**DIRECTIONS FOR THIS TASK**
If an entry holds a picture, leave the picture out and copy the rest of the listing exactly.

BEGIN INFORMATION

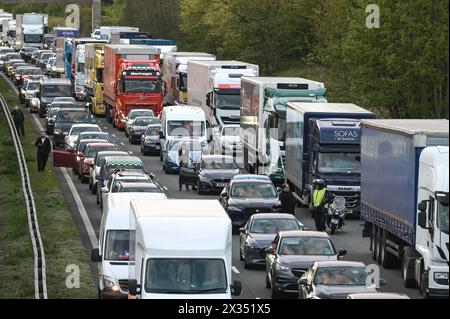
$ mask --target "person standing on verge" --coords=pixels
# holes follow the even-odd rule
[[[23,125],[25,122],[25,116],[23,115],[22,110],[16,106],[11,112],[11,115],[14,120],[14,125],[16,126],[17,135],[21,136],[22,134],[22,137],[25,137],[25,128]]]
[[[34,145],[37,147],[38,172],[45,172],[48,156],[52,151],[50,139],[45,135],[45,131],[41,132]]]
[[[280,194],[280,202],[283,213],[295,216],[295,207],[297,206],[297,203],[295,201],[294,195],[292,195],[291,193],[291,189],[288,183],[283,185],[283,191]]]
[[[316,179],[313,184],[315,186],[312,197],[314,221],[317,231],[324,232],[327,229],[326,216],[328,206],[332,201],[331,194],[328,192],[323,179]]]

END INFORMATION

**REPLY TO THE TASK**
$ mask --target "person standing on verge" --coords=pixels
# holes follow the even-odd rule
[[[23,125],[25,122],[25,116],[23,115],[22,110],[16,106],[11,112],[11,115],[14,120],[14,125],[16,126],[17,135],[21,136],[22,134],[22,137],[25,137],[25,128]]]
[[[34,145],[37,147],[38,172],[45,172],[48,156],[52,151],[50,139],[45,135],[45,131],[41,132]]]
[[[280,194],[280,202],[283,213],[295,216],[295,207],[297,206],[297,203],[295,201],[294,195],[292,195],[291,193],[291,189],[288,183],[283,185],[283,191]]]
[[[316,179],[313,184],[315,186],[312,197],[314,221],[317,231],[324,232],[327,229],[326,216],[328,206],[332,201],[331,194],[328,192],[323,179]]]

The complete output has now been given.